[Supplied information]

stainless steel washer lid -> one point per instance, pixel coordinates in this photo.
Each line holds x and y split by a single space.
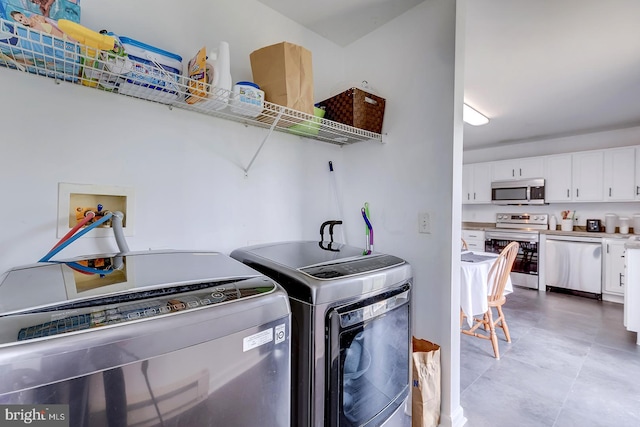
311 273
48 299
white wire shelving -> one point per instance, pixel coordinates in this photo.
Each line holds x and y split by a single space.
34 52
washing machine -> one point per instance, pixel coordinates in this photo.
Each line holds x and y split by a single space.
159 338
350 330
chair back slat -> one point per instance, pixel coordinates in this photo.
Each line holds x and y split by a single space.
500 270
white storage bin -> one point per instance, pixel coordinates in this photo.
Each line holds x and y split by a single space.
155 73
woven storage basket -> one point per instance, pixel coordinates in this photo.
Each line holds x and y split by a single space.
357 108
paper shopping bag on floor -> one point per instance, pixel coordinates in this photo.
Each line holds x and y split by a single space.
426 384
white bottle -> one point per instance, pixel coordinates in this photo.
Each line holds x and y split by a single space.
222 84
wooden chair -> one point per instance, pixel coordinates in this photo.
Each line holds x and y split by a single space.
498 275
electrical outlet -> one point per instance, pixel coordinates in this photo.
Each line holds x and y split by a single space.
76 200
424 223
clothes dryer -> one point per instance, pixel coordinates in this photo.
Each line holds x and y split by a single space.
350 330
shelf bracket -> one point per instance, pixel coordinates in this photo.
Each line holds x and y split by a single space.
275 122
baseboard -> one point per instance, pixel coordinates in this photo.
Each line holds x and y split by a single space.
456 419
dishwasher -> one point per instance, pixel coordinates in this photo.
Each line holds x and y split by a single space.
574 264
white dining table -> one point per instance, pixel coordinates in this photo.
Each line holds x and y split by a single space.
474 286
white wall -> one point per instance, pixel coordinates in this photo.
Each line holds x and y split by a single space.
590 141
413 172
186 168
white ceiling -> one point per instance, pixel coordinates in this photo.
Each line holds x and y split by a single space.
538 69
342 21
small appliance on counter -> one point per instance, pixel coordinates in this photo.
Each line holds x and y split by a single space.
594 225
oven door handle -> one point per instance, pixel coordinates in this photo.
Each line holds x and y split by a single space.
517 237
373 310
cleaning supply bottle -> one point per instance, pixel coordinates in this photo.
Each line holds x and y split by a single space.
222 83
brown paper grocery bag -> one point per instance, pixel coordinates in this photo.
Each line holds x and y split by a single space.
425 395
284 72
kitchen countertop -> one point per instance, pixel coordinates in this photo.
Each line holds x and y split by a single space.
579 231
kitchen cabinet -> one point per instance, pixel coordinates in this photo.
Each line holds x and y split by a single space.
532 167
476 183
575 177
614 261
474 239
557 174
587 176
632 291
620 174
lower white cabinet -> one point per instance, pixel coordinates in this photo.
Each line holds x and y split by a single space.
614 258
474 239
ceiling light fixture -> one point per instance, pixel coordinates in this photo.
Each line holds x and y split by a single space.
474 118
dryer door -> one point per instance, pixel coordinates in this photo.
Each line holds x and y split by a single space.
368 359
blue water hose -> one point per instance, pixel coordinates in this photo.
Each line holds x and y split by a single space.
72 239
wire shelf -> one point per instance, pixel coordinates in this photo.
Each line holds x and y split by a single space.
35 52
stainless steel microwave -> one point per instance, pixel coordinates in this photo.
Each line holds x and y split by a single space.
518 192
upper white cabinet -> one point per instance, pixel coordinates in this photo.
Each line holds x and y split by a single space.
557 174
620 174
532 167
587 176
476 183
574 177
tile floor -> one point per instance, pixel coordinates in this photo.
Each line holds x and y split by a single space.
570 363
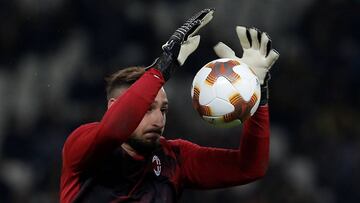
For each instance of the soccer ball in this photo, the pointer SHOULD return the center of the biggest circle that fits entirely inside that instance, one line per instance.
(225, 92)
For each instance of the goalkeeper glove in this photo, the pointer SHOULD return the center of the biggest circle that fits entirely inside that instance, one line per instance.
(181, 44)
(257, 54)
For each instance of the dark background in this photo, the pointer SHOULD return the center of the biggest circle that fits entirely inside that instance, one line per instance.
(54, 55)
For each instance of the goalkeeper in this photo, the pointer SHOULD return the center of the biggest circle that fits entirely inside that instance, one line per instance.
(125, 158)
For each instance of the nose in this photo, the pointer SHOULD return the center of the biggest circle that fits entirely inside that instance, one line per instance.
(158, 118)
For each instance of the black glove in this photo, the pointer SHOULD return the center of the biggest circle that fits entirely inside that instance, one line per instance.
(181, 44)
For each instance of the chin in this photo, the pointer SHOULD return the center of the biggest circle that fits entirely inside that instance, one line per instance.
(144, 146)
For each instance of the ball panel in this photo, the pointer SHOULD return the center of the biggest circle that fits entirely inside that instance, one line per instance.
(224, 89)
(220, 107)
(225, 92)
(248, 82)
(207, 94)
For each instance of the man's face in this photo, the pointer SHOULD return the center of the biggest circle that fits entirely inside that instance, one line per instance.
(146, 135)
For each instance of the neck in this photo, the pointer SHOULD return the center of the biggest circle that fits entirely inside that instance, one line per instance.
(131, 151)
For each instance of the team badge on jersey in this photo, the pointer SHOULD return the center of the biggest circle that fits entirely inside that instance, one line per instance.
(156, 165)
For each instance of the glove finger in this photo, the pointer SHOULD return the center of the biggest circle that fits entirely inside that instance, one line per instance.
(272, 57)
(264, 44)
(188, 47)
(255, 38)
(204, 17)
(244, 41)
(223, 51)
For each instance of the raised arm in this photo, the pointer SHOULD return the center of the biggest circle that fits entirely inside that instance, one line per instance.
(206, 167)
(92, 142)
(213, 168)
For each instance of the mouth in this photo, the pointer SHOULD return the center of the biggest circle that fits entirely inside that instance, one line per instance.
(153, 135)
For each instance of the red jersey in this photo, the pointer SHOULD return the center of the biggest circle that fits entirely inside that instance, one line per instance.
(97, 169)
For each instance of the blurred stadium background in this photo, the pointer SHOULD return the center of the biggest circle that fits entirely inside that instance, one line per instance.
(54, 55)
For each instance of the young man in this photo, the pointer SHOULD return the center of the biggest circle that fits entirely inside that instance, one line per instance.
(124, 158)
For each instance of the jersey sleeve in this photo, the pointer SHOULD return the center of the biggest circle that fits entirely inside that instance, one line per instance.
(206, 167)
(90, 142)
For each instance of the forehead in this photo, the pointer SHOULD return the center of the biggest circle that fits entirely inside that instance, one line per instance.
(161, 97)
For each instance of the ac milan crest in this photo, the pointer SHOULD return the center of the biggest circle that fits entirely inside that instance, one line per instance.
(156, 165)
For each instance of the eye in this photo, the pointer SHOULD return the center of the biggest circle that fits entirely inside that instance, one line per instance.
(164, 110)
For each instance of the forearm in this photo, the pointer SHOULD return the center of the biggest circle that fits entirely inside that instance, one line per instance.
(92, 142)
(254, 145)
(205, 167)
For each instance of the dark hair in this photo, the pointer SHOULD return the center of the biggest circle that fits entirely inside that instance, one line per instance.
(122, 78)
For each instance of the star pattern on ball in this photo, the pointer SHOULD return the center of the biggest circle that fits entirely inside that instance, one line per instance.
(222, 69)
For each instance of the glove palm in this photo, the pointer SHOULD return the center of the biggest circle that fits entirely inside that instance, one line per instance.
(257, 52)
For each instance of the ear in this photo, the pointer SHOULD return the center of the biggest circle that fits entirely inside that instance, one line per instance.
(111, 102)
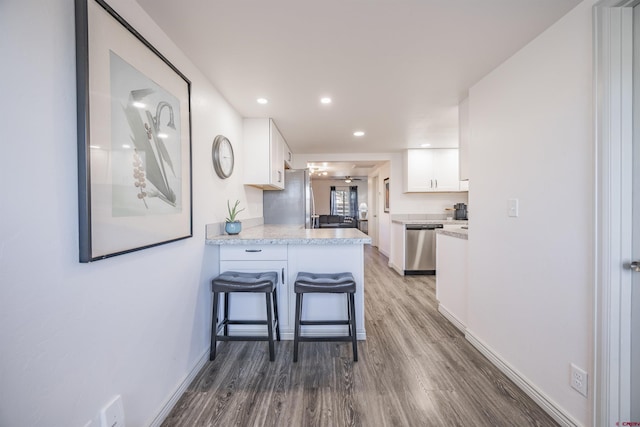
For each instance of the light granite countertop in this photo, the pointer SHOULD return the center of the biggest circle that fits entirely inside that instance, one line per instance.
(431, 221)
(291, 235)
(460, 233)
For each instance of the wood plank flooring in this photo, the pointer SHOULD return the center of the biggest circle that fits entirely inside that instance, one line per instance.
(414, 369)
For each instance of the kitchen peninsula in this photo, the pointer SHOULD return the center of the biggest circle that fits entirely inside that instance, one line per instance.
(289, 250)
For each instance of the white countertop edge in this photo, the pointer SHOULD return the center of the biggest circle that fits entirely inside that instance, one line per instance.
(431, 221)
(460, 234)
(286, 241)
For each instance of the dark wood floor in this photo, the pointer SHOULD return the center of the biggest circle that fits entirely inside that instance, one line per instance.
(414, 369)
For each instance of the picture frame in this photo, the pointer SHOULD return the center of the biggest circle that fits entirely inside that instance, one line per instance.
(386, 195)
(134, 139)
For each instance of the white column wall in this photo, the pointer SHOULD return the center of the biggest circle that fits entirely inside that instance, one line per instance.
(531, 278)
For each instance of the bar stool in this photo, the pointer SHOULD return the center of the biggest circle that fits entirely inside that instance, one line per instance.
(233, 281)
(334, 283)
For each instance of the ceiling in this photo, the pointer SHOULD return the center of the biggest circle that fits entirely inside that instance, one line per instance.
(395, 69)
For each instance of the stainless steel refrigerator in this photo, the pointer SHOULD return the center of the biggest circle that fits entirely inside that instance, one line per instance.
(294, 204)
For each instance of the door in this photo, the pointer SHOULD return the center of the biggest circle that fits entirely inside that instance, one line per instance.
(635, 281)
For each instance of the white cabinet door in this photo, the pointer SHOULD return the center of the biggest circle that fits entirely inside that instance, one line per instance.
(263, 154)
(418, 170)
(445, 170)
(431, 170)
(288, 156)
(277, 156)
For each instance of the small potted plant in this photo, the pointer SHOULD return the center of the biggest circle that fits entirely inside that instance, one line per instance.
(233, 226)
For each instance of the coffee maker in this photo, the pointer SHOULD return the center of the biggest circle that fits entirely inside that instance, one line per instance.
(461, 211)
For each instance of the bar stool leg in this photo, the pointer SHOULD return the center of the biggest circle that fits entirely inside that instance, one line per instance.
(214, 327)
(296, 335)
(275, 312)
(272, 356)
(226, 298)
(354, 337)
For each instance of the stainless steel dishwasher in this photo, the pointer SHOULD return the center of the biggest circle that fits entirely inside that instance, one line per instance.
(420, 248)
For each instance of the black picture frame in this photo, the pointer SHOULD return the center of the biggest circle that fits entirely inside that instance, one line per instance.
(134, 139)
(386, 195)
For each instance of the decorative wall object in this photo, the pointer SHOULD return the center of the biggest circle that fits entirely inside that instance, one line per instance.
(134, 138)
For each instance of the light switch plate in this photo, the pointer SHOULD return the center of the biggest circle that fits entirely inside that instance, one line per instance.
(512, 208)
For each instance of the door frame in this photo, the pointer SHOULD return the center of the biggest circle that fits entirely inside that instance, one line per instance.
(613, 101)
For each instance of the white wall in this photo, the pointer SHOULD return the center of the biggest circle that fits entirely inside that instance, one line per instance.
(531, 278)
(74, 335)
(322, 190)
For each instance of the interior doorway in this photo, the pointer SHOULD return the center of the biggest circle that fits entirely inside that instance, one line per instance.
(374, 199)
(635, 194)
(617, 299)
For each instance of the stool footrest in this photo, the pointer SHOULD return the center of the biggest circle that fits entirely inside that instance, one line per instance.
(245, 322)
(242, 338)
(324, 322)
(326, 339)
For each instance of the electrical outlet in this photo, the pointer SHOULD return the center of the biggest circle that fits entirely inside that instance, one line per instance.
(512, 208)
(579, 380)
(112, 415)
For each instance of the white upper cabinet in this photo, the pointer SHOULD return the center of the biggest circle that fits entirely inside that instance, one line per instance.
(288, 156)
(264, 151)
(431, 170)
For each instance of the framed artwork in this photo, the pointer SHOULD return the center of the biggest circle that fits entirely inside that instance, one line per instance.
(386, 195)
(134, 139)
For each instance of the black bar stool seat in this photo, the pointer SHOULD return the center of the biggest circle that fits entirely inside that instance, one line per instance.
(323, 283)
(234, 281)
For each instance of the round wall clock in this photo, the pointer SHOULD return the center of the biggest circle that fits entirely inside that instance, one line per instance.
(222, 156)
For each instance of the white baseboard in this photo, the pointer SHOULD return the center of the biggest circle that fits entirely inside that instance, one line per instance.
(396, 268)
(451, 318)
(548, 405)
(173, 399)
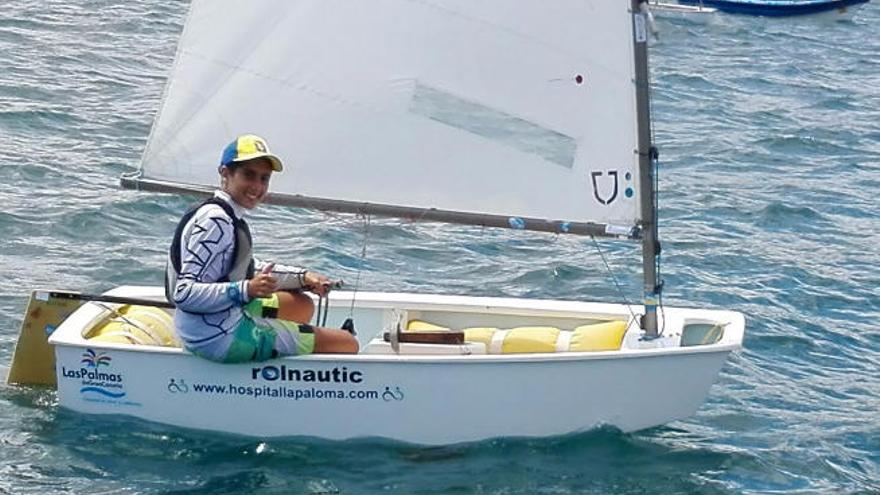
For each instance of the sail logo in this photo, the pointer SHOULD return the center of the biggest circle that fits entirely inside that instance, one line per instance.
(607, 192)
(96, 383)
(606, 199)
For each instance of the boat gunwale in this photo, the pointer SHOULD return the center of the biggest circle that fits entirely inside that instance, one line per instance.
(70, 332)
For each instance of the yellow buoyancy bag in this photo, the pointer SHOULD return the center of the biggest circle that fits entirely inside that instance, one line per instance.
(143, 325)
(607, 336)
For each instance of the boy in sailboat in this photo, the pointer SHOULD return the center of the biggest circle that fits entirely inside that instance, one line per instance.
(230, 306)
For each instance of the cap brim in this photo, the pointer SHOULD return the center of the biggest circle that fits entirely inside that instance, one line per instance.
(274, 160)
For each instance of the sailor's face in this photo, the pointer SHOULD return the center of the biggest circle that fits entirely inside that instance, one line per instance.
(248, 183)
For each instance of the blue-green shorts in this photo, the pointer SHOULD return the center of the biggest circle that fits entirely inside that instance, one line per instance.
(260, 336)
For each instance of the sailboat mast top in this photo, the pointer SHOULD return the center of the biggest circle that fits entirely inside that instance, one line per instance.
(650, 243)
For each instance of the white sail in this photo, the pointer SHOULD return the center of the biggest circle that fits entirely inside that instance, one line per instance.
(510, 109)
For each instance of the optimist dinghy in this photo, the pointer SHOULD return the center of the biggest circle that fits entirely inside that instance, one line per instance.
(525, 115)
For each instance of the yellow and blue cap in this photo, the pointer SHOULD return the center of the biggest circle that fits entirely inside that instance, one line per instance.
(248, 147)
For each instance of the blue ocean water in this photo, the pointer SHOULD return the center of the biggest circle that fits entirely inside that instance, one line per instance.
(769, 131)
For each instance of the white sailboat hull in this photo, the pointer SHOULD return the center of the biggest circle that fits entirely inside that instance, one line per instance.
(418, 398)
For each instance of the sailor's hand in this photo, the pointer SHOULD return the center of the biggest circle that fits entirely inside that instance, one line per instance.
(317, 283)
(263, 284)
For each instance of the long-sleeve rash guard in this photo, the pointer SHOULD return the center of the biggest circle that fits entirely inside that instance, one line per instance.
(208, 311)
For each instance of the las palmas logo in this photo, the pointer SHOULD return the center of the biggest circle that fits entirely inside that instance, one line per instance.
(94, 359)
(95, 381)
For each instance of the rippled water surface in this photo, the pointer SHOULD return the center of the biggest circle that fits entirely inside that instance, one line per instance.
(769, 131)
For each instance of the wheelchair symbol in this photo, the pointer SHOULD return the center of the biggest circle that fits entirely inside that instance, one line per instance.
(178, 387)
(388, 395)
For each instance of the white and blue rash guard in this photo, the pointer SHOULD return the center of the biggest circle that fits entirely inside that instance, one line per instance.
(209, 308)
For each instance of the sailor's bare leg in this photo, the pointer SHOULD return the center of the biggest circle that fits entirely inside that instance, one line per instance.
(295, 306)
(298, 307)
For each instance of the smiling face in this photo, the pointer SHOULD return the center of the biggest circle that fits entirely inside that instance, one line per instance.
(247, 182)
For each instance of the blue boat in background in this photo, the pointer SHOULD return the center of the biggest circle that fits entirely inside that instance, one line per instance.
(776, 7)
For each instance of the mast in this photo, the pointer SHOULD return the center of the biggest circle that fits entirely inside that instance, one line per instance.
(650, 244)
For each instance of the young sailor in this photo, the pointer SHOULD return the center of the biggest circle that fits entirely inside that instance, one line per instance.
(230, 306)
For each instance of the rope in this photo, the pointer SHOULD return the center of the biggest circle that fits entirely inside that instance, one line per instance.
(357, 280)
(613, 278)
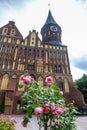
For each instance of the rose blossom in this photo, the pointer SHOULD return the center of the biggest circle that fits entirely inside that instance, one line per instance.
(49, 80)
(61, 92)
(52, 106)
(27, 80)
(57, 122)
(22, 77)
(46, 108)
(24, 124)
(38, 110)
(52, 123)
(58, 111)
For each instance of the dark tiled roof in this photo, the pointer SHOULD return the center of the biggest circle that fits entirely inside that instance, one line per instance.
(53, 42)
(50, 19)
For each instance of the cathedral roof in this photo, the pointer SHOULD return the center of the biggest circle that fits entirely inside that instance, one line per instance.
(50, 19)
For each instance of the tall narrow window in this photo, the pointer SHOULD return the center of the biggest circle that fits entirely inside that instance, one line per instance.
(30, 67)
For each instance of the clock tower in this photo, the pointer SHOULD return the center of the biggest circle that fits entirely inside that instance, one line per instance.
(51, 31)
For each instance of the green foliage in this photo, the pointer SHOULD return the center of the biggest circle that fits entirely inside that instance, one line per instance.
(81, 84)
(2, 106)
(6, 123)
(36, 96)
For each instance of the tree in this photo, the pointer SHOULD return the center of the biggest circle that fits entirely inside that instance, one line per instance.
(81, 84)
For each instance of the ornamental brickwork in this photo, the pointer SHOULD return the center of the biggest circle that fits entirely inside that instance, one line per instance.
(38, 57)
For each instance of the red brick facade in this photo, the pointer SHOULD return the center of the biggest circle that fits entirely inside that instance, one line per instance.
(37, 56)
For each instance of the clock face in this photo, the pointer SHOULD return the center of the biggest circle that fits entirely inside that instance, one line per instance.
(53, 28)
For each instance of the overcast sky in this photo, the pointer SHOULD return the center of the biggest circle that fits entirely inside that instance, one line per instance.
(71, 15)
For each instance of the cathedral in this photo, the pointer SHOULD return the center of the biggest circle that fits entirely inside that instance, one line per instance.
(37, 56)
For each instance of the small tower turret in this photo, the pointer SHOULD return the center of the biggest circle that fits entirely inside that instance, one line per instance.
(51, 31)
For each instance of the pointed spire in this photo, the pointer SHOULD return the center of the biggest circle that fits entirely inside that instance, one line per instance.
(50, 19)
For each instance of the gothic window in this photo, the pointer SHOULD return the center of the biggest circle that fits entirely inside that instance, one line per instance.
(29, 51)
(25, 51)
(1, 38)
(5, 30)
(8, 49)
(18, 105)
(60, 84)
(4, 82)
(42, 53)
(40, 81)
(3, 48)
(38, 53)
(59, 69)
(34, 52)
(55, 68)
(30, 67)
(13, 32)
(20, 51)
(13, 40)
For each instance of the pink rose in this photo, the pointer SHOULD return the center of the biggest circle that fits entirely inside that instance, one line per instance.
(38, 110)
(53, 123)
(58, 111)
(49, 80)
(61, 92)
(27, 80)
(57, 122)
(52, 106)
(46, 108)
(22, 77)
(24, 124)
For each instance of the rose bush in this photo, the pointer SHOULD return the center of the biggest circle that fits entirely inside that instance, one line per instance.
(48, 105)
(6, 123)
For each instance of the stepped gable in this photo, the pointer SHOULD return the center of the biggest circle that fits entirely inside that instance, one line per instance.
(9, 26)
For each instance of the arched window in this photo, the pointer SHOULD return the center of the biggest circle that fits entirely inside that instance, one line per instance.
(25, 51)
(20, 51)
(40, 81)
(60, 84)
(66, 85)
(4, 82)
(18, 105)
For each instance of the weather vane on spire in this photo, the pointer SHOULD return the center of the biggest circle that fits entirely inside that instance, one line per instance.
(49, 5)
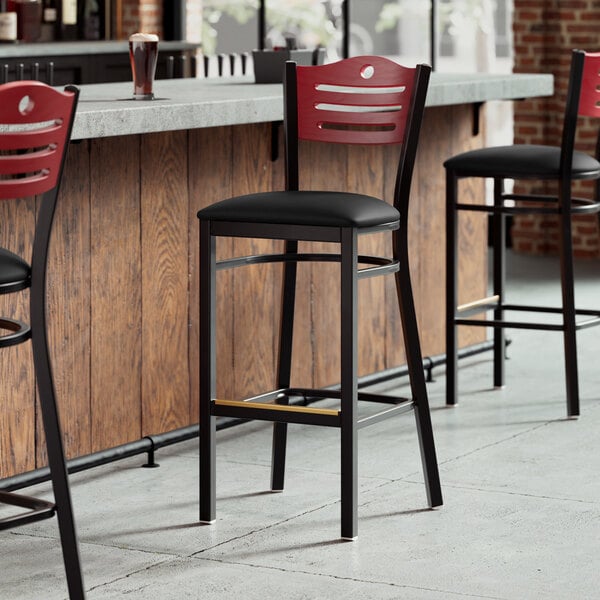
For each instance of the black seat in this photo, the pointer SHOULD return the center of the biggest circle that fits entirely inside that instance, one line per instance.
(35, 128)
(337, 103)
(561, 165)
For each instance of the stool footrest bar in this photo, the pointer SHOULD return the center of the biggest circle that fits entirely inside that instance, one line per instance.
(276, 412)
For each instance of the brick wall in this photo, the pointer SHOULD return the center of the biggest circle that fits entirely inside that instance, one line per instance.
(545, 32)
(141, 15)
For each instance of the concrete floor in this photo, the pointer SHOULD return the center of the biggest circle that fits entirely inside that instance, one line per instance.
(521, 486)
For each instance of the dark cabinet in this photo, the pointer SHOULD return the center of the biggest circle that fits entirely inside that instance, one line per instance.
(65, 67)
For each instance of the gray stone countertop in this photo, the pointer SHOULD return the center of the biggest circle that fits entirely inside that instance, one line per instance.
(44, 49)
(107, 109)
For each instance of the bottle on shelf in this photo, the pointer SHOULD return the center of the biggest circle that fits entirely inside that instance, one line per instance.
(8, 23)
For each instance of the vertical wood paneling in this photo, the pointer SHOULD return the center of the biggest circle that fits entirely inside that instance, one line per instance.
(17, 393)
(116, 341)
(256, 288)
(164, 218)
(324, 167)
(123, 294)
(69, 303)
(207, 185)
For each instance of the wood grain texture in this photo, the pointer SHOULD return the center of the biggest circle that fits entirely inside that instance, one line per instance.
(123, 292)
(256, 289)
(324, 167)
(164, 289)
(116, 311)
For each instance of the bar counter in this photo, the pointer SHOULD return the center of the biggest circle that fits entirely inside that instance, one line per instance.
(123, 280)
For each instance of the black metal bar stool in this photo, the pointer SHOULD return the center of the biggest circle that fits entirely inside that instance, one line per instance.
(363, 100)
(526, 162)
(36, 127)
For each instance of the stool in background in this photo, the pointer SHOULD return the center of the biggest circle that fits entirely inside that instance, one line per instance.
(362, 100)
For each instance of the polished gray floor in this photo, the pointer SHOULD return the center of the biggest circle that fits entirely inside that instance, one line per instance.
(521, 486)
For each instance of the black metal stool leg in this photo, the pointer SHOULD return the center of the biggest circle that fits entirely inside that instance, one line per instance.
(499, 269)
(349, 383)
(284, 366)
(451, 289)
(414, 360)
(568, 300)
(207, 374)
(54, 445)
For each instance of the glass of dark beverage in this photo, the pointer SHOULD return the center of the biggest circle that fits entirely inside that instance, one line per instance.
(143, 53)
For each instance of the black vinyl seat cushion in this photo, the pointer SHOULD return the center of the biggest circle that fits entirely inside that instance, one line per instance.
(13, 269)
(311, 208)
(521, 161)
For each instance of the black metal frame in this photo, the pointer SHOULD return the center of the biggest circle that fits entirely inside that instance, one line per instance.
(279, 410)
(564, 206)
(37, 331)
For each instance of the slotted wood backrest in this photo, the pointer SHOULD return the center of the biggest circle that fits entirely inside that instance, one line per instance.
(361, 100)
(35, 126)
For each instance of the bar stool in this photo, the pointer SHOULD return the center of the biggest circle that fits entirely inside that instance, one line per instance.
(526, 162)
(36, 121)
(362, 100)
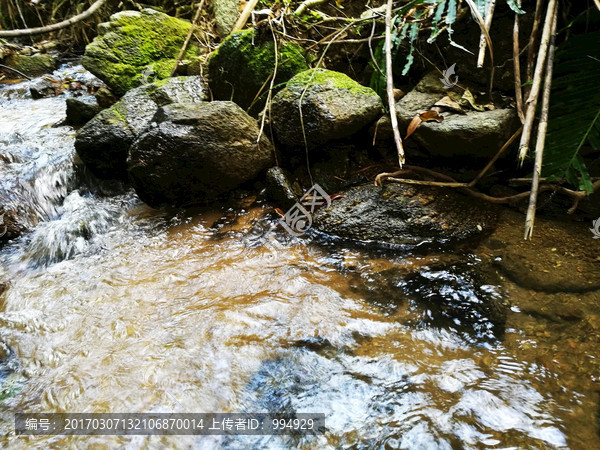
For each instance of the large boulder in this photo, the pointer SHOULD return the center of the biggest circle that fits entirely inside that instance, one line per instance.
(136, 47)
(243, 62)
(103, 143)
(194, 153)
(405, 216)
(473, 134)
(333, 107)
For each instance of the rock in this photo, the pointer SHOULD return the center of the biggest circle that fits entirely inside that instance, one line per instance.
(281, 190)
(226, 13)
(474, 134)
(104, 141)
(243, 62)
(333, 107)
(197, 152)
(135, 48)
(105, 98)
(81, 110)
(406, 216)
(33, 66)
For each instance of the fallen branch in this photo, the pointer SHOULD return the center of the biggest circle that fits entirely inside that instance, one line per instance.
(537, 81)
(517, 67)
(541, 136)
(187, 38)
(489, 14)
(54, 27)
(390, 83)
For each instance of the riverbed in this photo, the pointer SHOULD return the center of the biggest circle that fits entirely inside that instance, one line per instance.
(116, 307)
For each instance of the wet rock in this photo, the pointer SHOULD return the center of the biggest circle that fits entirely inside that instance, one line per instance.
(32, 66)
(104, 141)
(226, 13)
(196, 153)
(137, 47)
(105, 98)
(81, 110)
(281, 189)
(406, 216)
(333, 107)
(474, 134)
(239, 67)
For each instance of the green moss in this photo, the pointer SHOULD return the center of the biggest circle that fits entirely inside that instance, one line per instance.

[/Supplied information]

• _Required work_
An exact, complete copy of the lines above from the one with "lower white cabinet" through the one with "wire shelf ->" is the whole answer.

• _The answer_
lower white cabinet -> one point per instance, pixel coordinates in this photo.
Each line holds x and y split by a single space.
614 258
474 239
ceiling light fixture -> one point per instance, pixel coordinates in this photo.
Each line holds x and y split by a single space.
474 118
dryer door -> one point per instance, pixel coordinates in this photo.
Each line holds x and y split by a single space.
368 359
blue water hose -> one point per instance, pixel coordinates in this photo.
Each line holds x and y split by a single space.
72 239
wire shelf -> one point per instance, pixel coordinates in this photo.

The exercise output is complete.